- _Goal_:
Resize the lines from the one that contains "of the recessed" through the last line, writing each out again with its request kept. Multiply every point coordinate in the answers by 0.5 and round each result to a whole number, halves up.

- _Entries_:
------------------------------------------------

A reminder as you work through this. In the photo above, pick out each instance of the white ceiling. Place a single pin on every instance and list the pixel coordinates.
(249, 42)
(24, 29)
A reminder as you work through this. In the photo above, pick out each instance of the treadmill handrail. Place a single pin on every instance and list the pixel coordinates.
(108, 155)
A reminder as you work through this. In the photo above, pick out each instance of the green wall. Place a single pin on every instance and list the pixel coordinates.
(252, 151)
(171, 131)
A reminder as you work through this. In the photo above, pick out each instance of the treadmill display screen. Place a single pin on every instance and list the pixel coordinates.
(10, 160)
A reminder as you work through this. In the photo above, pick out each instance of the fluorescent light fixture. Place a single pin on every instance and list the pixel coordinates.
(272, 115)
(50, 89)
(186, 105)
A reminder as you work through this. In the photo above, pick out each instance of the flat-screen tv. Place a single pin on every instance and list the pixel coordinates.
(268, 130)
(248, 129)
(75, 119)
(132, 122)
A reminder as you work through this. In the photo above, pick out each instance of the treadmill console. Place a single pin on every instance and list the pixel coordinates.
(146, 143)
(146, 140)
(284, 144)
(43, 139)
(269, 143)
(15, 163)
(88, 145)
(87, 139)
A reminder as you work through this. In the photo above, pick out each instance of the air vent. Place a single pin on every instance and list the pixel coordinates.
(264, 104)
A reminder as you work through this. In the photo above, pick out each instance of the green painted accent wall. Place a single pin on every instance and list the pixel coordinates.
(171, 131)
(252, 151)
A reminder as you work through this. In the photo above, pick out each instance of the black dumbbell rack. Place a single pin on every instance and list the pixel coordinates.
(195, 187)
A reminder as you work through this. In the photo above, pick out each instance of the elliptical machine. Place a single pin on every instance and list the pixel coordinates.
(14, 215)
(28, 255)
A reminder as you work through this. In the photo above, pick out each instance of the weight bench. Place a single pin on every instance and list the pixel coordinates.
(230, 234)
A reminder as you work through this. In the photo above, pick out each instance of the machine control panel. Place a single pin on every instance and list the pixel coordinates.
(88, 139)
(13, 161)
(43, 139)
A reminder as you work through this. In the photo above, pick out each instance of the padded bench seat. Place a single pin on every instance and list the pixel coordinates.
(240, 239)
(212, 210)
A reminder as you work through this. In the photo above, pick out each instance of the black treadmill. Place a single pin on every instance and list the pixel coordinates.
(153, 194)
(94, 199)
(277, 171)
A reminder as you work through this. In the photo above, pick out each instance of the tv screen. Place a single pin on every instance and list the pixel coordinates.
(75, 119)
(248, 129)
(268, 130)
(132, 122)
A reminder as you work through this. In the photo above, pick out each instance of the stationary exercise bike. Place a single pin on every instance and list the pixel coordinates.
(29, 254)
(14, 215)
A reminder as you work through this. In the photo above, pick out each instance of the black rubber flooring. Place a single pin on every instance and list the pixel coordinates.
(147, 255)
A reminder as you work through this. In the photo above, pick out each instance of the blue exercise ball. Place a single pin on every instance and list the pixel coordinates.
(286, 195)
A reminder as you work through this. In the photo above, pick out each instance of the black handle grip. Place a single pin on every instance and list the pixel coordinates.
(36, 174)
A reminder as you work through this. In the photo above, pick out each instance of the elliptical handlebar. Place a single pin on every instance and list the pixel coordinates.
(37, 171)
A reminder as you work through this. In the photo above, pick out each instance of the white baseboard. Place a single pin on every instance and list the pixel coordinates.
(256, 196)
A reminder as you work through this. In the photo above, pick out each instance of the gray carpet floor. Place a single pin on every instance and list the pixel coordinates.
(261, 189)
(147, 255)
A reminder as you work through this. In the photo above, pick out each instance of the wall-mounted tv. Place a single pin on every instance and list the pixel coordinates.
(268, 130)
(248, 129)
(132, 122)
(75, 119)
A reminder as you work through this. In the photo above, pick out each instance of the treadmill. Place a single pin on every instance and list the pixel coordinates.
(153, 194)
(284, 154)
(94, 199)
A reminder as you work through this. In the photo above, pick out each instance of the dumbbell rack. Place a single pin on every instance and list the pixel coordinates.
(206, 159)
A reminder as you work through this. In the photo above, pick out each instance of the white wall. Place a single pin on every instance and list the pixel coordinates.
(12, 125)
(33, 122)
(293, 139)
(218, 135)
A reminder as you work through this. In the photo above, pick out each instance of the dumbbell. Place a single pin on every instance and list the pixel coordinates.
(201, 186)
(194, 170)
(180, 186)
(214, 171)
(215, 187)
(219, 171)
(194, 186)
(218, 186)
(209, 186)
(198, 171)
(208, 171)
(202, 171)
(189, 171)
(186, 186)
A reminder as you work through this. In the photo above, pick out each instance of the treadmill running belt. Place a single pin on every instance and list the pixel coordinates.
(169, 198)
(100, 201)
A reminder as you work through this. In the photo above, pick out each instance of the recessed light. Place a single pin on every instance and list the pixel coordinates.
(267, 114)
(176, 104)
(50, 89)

------------------------------------------------

- _The reply_:
A reminder as you work through this. In the photo above, pick out each instance of the recessed light. Place a single pin on every instance and list the pixel coordinates.
(134, 57)
(88, 52)
(25, 45)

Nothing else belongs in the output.